* [Task directions]
Copy out the lines of the records below exactly, from the line containing "For the small" through the end of the records, both ends included.

Position identification records
** BEGIN **
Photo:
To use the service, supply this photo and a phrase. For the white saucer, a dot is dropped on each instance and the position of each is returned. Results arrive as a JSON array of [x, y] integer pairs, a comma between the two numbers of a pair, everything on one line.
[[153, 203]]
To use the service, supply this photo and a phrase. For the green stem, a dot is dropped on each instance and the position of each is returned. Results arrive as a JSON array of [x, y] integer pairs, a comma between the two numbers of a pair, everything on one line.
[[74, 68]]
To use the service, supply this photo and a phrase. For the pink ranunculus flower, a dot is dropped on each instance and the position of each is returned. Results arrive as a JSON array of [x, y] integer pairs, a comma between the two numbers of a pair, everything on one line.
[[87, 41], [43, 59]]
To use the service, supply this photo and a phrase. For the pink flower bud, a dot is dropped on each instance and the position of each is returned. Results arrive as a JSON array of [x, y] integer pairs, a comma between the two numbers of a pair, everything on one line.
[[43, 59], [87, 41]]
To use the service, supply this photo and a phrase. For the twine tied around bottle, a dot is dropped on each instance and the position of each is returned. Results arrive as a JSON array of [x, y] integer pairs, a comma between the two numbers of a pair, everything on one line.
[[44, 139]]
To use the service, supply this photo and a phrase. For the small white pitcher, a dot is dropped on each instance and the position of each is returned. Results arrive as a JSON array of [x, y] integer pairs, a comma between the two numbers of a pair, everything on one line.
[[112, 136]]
** END **
* [Solution to this problem]
To use the service, supply this photo and a phrase. For the small white pitcher, a dot is dropped on each instance and the position of each is returned. Results arrive as a JSON array of [x, y] integer pairs, a comma between the two numbers of a pair, everything on one line.
[[112, 136]]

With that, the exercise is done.